Reproduce each line of the material below that contains the string "landing", treating uppercase and lowercase letters as distinct.

● ● ●

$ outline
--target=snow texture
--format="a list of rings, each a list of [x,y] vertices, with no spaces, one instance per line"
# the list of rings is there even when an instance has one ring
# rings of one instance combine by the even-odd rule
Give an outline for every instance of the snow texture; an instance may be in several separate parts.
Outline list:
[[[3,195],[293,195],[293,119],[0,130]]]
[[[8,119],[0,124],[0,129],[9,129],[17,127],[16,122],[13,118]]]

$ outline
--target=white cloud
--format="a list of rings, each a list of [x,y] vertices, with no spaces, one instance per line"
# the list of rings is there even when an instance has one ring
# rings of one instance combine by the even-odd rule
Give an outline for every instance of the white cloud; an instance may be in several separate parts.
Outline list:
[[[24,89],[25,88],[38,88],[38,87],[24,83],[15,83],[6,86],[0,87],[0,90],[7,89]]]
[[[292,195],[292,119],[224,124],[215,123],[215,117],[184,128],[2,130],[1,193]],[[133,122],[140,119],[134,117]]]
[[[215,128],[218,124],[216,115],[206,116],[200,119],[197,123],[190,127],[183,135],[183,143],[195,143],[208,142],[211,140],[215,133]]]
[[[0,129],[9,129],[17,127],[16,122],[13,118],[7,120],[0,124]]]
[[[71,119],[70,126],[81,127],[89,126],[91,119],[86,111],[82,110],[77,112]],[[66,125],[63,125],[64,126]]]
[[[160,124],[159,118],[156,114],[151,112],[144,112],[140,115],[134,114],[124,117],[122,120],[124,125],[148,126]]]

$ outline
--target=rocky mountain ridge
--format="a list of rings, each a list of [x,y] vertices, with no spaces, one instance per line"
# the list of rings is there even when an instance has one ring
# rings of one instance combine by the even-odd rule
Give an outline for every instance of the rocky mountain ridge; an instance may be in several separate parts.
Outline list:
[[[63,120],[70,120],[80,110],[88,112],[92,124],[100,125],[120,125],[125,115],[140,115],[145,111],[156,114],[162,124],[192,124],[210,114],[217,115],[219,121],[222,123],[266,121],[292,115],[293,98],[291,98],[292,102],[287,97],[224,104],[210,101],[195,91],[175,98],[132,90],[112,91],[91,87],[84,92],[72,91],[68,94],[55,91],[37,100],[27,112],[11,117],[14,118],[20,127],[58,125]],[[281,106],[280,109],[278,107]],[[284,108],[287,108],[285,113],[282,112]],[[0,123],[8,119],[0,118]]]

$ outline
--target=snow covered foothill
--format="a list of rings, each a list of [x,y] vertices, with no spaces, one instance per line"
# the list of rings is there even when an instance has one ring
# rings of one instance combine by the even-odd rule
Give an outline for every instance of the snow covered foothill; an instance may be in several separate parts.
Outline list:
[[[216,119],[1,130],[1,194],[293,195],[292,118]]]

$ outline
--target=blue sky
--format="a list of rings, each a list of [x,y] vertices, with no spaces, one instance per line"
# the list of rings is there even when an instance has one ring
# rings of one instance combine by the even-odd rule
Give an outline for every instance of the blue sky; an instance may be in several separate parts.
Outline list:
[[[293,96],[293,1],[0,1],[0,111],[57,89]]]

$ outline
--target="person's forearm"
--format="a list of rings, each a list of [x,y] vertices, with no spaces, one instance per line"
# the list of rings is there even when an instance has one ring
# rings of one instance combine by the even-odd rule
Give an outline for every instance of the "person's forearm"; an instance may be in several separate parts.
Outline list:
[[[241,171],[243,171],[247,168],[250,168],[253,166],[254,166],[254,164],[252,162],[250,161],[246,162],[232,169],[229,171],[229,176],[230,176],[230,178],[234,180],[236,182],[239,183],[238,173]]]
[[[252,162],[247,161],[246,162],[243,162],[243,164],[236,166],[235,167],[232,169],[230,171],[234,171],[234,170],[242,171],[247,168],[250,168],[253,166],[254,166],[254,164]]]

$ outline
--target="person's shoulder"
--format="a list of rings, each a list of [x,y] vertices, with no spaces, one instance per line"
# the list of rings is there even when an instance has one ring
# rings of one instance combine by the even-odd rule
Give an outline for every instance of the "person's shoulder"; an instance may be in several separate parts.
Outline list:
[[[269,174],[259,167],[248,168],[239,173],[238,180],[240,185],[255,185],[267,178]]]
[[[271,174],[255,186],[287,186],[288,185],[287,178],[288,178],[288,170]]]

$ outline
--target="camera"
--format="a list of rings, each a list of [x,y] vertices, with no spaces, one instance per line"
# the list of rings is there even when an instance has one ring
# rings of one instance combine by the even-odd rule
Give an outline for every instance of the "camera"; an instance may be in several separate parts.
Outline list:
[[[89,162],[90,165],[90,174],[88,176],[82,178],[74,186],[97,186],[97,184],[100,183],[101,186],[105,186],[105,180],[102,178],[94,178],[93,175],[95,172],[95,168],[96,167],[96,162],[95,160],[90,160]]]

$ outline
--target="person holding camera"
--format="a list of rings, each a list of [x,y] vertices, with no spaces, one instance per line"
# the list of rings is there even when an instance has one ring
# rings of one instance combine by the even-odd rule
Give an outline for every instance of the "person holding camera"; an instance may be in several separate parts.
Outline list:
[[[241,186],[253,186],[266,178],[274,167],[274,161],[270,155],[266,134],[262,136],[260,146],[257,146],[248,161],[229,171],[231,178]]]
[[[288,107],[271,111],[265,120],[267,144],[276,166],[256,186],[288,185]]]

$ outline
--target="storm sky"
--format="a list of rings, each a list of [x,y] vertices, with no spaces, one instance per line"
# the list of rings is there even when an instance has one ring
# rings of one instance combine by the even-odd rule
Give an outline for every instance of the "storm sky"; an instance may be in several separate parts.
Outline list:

● ● ●

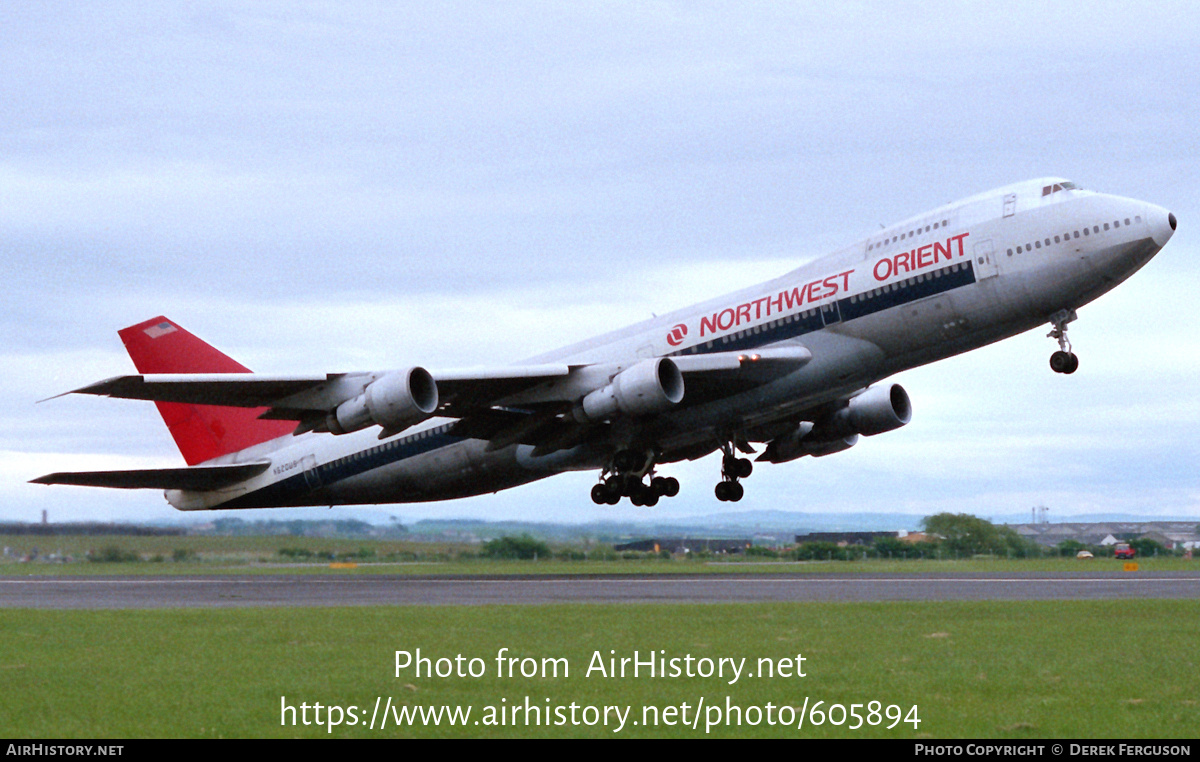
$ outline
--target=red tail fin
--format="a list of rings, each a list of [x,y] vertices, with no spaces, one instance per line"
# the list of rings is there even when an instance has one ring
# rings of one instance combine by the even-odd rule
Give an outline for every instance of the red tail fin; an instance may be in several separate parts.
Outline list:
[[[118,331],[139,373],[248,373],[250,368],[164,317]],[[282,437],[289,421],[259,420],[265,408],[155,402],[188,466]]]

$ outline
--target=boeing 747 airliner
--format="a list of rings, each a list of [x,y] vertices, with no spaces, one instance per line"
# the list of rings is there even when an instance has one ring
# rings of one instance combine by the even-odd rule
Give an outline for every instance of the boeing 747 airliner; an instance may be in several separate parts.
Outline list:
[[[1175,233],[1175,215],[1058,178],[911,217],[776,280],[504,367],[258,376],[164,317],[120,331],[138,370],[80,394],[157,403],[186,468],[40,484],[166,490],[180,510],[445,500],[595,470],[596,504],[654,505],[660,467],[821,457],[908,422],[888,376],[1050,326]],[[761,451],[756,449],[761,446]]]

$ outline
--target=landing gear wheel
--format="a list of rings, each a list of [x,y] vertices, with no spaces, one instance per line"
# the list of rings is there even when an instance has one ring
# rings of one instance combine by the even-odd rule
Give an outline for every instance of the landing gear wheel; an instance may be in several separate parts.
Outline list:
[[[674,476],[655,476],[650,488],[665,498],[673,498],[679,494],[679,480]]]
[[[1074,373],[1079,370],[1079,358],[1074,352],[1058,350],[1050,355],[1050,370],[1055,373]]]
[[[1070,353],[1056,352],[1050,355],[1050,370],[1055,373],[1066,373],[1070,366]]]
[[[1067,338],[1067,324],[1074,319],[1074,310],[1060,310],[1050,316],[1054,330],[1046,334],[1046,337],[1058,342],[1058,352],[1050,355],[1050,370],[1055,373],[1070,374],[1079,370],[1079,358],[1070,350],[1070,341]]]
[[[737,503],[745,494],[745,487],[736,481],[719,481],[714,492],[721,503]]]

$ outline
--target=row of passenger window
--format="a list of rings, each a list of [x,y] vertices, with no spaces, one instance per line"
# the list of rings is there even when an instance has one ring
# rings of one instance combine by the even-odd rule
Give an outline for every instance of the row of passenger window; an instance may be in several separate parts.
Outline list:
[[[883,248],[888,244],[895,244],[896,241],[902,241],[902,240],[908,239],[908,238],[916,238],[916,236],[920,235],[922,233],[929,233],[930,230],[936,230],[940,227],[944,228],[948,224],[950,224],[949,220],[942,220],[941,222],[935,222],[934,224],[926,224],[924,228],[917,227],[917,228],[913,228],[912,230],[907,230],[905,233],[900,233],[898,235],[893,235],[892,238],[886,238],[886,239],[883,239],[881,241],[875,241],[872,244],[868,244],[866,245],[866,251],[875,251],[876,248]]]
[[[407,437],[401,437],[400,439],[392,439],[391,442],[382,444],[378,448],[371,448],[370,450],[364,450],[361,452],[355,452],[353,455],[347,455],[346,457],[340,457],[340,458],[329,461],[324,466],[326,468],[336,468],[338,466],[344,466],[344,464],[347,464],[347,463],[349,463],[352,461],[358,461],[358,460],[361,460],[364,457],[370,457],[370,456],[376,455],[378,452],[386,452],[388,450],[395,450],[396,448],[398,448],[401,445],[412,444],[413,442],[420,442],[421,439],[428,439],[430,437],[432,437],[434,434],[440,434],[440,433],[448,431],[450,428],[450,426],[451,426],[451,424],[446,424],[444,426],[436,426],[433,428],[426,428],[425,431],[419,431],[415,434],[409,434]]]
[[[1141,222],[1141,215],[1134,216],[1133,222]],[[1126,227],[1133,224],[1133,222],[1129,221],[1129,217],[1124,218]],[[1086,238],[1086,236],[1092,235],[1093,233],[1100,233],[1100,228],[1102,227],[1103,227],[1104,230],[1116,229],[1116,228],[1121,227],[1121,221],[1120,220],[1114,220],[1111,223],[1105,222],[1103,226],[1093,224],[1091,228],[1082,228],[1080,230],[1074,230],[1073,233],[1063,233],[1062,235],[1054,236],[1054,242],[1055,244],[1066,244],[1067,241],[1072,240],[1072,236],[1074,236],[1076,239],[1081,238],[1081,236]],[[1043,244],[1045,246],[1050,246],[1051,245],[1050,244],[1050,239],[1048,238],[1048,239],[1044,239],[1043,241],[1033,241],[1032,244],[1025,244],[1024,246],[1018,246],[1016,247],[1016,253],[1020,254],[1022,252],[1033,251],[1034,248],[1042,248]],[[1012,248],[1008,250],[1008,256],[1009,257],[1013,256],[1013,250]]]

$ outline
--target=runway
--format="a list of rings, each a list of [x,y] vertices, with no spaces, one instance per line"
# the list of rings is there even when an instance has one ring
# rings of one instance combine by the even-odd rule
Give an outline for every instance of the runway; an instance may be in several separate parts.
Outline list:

● ● ●

### Output of the exercise
--target=landing gear wheel
Give an outline for every instance of the landing gear wheel; an instance may be in several separate parts.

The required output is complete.